**Exercise aim:**
Reproduce every entry below word for word, leaving out the pictures.

**The input:**
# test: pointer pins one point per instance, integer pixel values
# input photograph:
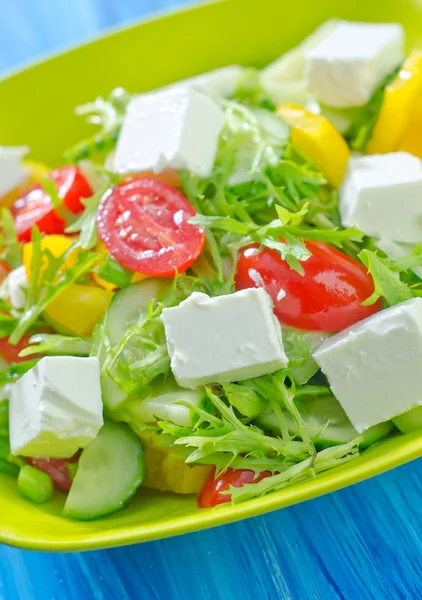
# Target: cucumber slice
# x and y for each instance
(316, 412)
(127, 307)
(111, 469)
(162, 406)
(410, 420)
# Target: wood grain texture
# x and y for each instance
(361, 543)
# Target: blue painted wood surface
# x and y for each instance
(361, 543)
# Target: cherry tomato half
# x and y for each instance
(143, 224)
(328, 297)
(35, 206)
(4, 271)
(57, 469)
(211, 495)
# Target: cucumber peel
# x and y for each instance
(111, 469)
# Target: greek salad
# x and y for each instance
(220, 292)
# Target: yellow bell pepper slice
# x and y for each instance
(397, 106)
(36, 171)
(318, 139)
(166, 473)
(101, 249)
(78, 308)
(56, 244)
(411, 140)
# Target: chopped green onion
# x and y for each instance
(35, 485)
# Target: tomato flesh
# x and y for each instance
(4, 271)
(328, 297)
(211, 495)
(57, 469)
(35, 206)
(144, 225)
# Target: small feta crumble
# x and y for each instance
(56, 407)
(14, 286)
(177, 128)
(12, 173)
(228, 338)
(374, 367)
(381, 196)
(348, 64)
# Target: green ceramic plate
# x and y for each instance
(36, 108)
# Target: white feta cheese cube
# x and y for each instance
(395, 251)
(228, 338)
(381, 195)
(374, 367)
(12, 173)
(177, 128)
(13, 287)
(56, 407)
(347, 65)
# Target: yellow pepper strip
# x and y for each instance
(36, 171)
(412, 137)
(397, 106)
(318, 139)
(78, 308)
(101, 249)
(56, 244)
(166, 473)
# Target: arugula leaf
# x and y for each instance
(15, 371)
(361, 131)
(86, 223)
(57, 345)
(386, 276)
(308, 468)
(49, 277)
(108, 114)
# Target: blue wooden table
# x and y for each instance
(362, 543)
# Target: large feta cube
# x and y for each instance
(56, 407)
(347, 65)
(228, 338)
(177, 128)
(12, 173)
(374, 367)
(381, 195)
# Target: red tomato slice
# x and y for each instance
(143, 224)
(4, 271)
(211, 495)
(35, 207)
(56, 468)
(328, 297)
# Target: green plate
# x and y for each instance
(36, 108)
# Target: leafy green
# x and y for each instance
(108, 114)
(49, 277)
(86, 223)
(15, 371)
(57, 345)
(361, 131)
(386, 276)
(245, 400)
(307, 468)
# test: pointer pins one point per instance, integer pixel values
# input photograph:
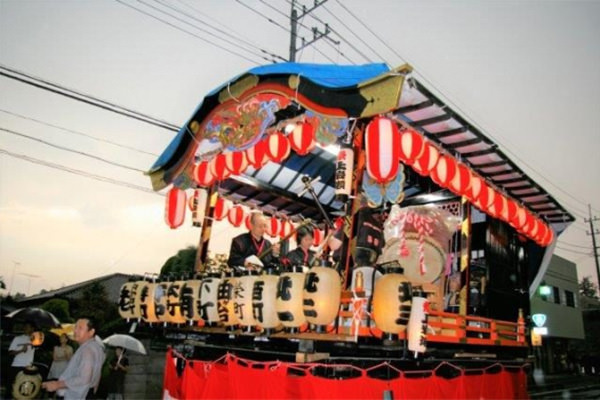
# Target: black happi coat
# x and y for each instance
(243, 246)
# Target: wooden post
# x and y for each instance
(350, 219)
(209, 211)
(465, 255)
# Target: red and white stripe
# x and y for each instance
(175, 205)
(427, 160)
(202, 174)
(382, 145)
(257, 154)
(411, 146)
(236, 215)
(218, 167)
(278, 147)
(303, 139)
(236, 162)
(221, 208)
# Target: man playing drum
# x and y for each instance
(253, 244)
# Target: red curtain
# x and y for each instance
(235, 378)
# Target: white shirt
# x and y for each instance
(83, 371)
(22, 359)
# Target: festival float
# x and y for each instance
(435, 305)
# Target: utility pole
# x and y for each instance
(593, 233)
(294, 18)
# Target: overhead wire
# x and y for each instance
(227, 31)
(63, 91)
(188, 32)
(197, 27)
(79, 172)
(458, 108)
(78, 133)
(340, 36)
(81, 153)
(352, 31)
(263, 16)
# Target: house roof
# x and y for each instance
(66, 290)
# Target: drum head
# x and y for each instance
(435, 258)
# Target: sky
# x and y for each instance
(524, 72)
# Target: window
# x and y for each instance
(570, 298)
(556, 294)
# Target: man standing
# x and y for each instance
(22, 351)
(81, 378)
(302, 255)
(252, 243)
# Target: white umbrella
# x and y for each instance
(126, 342)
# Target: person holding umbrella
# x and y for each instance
(116, 379)
(81, 377)
(22, 350)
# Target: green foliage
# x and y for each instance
(587, 288)
(181, 264)
(58, 307)
(94, 302)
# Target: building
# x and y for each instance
(557, 298)
(112, 284)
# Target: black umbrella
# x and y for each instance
(40, 318)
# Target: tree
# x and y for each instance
(94, 302)
(182, 263)
(587, 288)
(58, 307)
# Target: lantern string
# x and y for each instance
(231, 94)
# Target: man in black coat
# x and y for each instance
(253, 243)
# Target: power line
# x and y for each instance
(72, 150)
(340, 36)
(370, 31)
(78, 172)
(263, 16)
(354, 33)
(197, 27)
(79, 133)
(63, 91)
(226, 32)
(541, 175)
(188, 32)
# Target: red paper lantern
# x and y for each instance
(382, 147)
(175, 204)
(529, 222)
(236, 162)
(318, 236)
(236, 216)
(475, 189)
(549, 237)
(462, 179)
(257, 155)
(278, 147)
(485, 198)
(221, 208)
(411, 146)
(496, 209)
(427, 160)
(511, 211)
(218, 167)
(519, 219)
(286, 228)
(444, 170)
(202, 174)
(303, 139)
(273, 227)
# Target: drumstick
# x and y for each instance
(286, 237)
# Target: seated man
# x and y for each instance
(253, 243)
(302, 255)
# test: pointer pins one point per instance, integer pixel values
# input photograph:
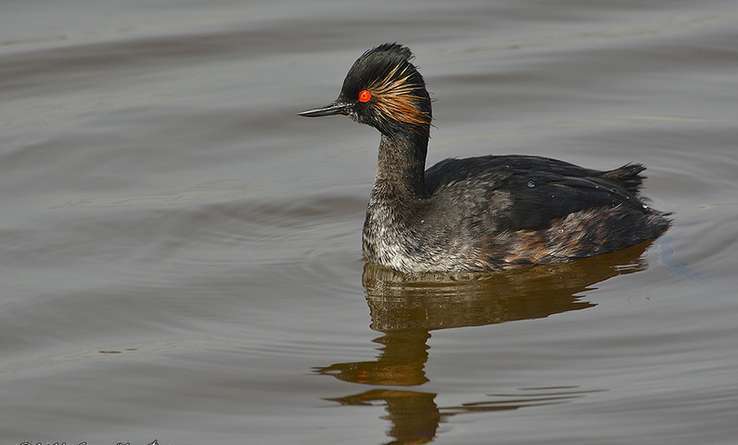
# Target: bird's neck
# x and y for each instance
(401, 164)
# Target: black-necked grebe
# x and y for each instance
(477, 214)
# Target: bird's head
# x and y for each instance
(385, 90)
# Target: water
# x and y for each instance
(180, 254)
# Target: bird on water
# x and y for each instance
(483, 213)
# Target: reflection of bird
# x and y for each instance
(406, 311)
(477, 214)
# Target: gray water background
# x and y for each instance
(180, 254)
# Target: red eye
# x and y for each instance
(365, 96)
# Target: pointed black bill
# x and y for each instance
(334, 108)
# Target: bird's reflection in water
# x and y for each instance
(405, 309)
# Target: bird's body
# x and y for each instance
(484, 213)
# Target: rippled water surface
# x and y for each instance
(180, 254)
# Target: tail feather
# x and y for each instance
(629, 176)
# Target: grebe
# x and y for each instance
(477, 214)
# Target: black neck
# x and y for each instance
(401, 164)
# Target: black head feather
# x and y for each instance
(400, 102)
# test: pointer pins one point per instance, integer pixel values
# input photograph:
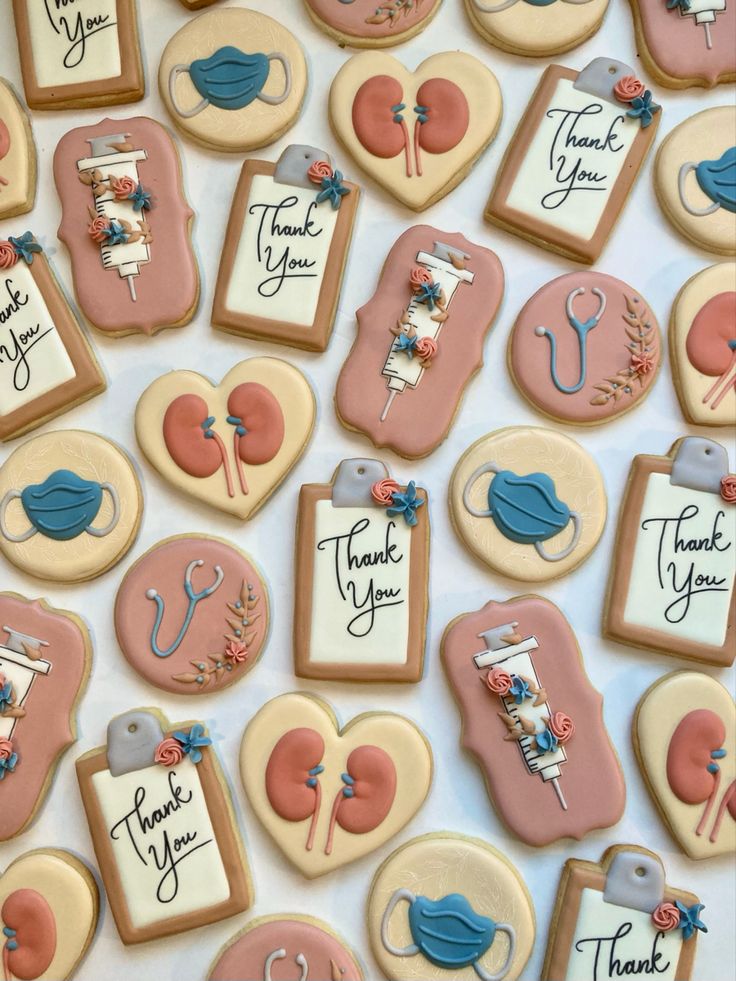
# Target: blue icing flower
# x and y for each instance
(406, 503)
(690, 919)
(643, 109)
(192, 741)
(25, 246)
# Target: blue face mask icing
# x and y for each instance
(525, 509)
(230, 79)
(716, 179)
(61, 508)
(448, 932)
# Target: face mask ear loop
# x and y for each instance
(482, 973)
(484, 468)
(11, 496)
(681, 179)
(184, 113)
(398, 896)
(101, 532)
(578, 527)
(274, 100)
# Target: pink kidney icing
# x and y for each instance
(163, 273)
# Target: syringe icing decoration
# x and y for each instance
(117, 221)
(538, 731)
(433, 282)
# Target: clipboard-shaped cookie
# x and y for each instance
(285, 249)
(672, 580)
(162, 827)
(619, 918)
(362, 568)
(574, 158)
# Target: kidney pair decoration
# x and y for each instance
(329, 796)
(229, 445)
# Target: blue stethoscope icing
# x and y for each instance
(230, 79)
(193, 600)
(582, 329)
(61, 508)
(525, 509)
(716, 179)
(448, 932)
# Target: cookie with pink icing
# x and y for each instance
(272, 947)
(585, 348)
(192, 615)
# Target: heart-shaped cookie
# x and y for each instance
(326, 795)
(48, 913)
(416, 133)
(684, 735)
(229, 445)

**Finished answer:**
# test: pointer pins one point per instance, integer pixel values
# input photograph:
# Target: cucumber slice
# x and y for each instance
(316, 412)
(127, 307)
(111, 469)
(162, 406)
(410, 420)
# Target: wood grain texture
# x and y for each instance
(361, 543)
# Target: blue painted wood surface
# x and y for each instance
(361, 543)
# Target: cherry tomato half
# x and y for each instance
(143, 224)
(328, 297)
(35, 206)
(4, 271)
(57, 469)
(211, 495)
# Target: cucumber peel
# x and y for each instance
(111, 469)
# Target: greek salad
# x and y for each instance
(220, 292)
# Target: yellow bell pepper slice
# x and y for each instance
(397, 106)
(36, 171)
(318, 139)
(166, 473)
(101, 249)
(78, 308)
(56, 244)
(411, 140)
# Target: chopped green onion
# x and y for each instance
(35, 485)
# Target: tomato flesh
# x and y for each instance
(4, 271)
(328, 297)
(211, 495)
(57, 469)
(35, 206)
(144, 225)
# Target: small feta crumble
# x and y for each instance
(56, 407)
(14, 286)
(177, 128)
(12, 173)
(228, 338)
(374, 367)
(381, 196)
(348, 64)
# Target: green ceramic plate
# x and y for each instance
(36, 108)
# Target: white feta cheese cube
# x and y for each instance
(395, 251)
(228, 338)
(381, 195)
(374, 367)
(12, 173)
(177, 128)
(13, 287)
(56, 407)
(347, 65)
# Target: yellow pepper strip
# x and y for each instance
(36, 171)
(412, 137)
(397, 106)
(318, 139)
(78, 308)
(101, 249)
(56, 244)
(166, 473)
# Target: arugula leaf
# x and y for each instance
(15, 371)
(361, 131)
(86, 223)
(57, 345)
(386, 276)
(308, 468)
(49, 277)
(108, 114)
# Target: blue wooden table
# x and y for each instance
(362, 543)
# Target: large feta cube
# x and y for each instance
(56, 407)
(347, 65)
(228, 338)
(177, 128)
(12, 173)
(374, 367)
(381, 195)
# Target: red tomato slice
# x and y for each instance
(143, 224)
(4, 271)
(211, 495)
(35, 207)
(56, 468)
(328, 297)
# Target: green plate
# x and y for each instance
(36, 108)
# Target: leafy green
# x and y for each instance
(108, 114)
(49, 277)
(86, 223)
(15, 371)
(57, 345)
(361, 131)
(386, 276)
(245, 400)
(307, 468)
# test: pointer pins one point per instance, integer pixel values
# input photograph:
# Target: black happi coat
# x and y for each instance
(243, 246)
# Target: wooden post
# x and y for each instance
(350, 219)
(209, 211)
(465, 255)
# Target: red and white stripe
# x and y for each instance
(175, 205)
(427, 160)
(202, 174)
(382, 145)
(257, 154)
(411, 146)
(236, 215)
(218, 167)
(278, 147)
(303, 139)
(236, 162)
(221, 208)
# Target: man playing drum
# x and y for each instance
(253, 244)
# Target: red curtain
# x and y for each instance
(235, 378)
# Target: white shirt
# x and y for each instance
(83, 371)
(22, 359)
# Target: festival float
# x and y for each instance
(435, 305)
# Target: utility pole
# x and y for each instance
(593, 233)
(294, 18)
# Target: overhead wire
# x and y for each instance
(227, 31)
(63, 91)
(188, 32)
(197, 27)
(79, 172)
(458, 108)
(78, 133)
(340, 36)
(81, 153)
(352, 31)
(263, 16)
# Target: house roof
# x and y for each instance
(66, 290)
# Target: drum head
# x and y for each instance
(435, 258)
# Target: sky
# x and y for each instance
(524, 72)
# Target: window
# x and y for each instance
(570, 298)
(556, 294)
# Target: man standing
# x and y for each instance
(22, 351)
(81, 378)
(302, 255)
(252, 243)
# Target: white umbrella
# x and y for each instance
(126, 342)
# Target: person holding umbrella
# x and y for each instance
(116, 379)
(81, 377)
(22, 350)
# Target: green foliage
# x and y for each instance
(587, 288)
(181, 264)
(58, 307)
(94, 302)
# Target: building
# x and y for each instance
(557, 298)
(112, 284)
# Target: black umbrella
# x and y for each instance
(40, 318)
# Target: tree
# x and y for each instance
(94, 302)
(182, 263)
(587, 288)
(58, 307)
# Target: lantern string
# x and y for each instance
(231, 94)
# Target: man in black coat
# x and y for each instance
(253, 243)
# Target: power line
# x and y for each instance
(72, 150)
(340, 36)
(370, 31)
(78, 172)
(263, 16)
(354, 33)
(197, 27)
(79, 133)
(63, 91)
(226, 32)
(541, 175)
(188, 32)
# Target: red paper lantern
# x and y for each instance
(382, 147)
(175, 204)
(529, 222)
(236, 162)
(318, 236)
(236, 216)
(475, 189)
(549, 237)
(462, 179)
(257, 155)
(278, 147)
(485, 198)
(221, 208)
(411, 146)
(496, 209)
(427, 160)
(511, 211)
(218, 167)
(519, 219)
(286, 228)
(444, 170)
(202, 174)
(303, 139)
(273, 227)
# Target: drumstick
# x and y for each instance
(286, 237)
# Target: seated man
# x and y for each instance
(253, 243)
(302, 255)
# test: pointer pins one point per instance, integer pixel values
# input photograph:
# Target: bird's neck
# x and y for each instance
(401, 164)
# Target: black-necked grebe
# x and y for each instance
(477, 214)
# Target: bird's head
# x and y for each instance
(385, 90)
# Target: water
# x and y for each instance
(180, 254)
# Target: bird on water
# x and y for each instance
(483, 213)
# Target: reflection of bird
# x and y for each instance
(406, 311)
(477, 214)
# Target: gray water background
# x and y for each instance
(180, 254)
# Target: red eye
# x and y for each instance
(365, 96)
# Target: pointed black bill
# x and y for each instance
(334, 108)
# Target: bird's reflection in water
# x and y for each instance
(405, 309)
# Target: bird's body
# x and y for each instance
(484, 213)
# Target: rippled water surface
# x and y for each instance
(180, 254)
# Target: tail feather
# x and y for each instance
(629, 176)
# Target: grebe
# x and y for each instance
(477, 214)
# Target: black neck
# x and y for each instance
(401, 164)
# Target: black head feather
# x and y for each instance
(400, 102)
# test: pointer pins one point per instance, integer pixel values
# input photograph:
# Target: blue icing flower
# x and y for each instance
(406, 503)
(690, 919)
(643, 109)
(192, 741)
(25, 246)
# Target: blue face mask icing
# x and y for each instance
(525, 509)
(230, 79)
(716, 179)
(61, 508)
(448, 932)
# Target: face mask ear loop
# x and y for each instance
(482, 973)
(484, 468)
(11, 496)
(681, 179)
(184, 113)
(398, 896)
(101, 532)
(578, 527)
(274, 100)
# Target: pink kidney icing
# x and y for each instance
(163, 273)
# Target: syringe icing decoration
# x and y for each instance
(117, 221)
(538, 731)
(433, 282)
# Target: clipboard-shaped cookie
# x and y for each instance
(285, 249)
(672, 580)
(162, 827)
(619, 918)
(362, 568)
(574, 158)
# Target: kidney pair decoration
# x and y for each instance
(329, 796)
(229, 445)
# Target: blue stethoscope icing
# x and y for each instance
(230, 79)
(193, 600)
(582, 329)
(61, 508)
(525, 509)
(716, 179)
(448, 932)
# Target: cookie with pink icing
# x and y for each instance
(272, 947)
(585, 348)
(192, 615)
# Target: heart-shaped cookie
# x and y for each instance
(326, 795)
(48, 913)
(416, 133)
(684, 735)
(229, 445)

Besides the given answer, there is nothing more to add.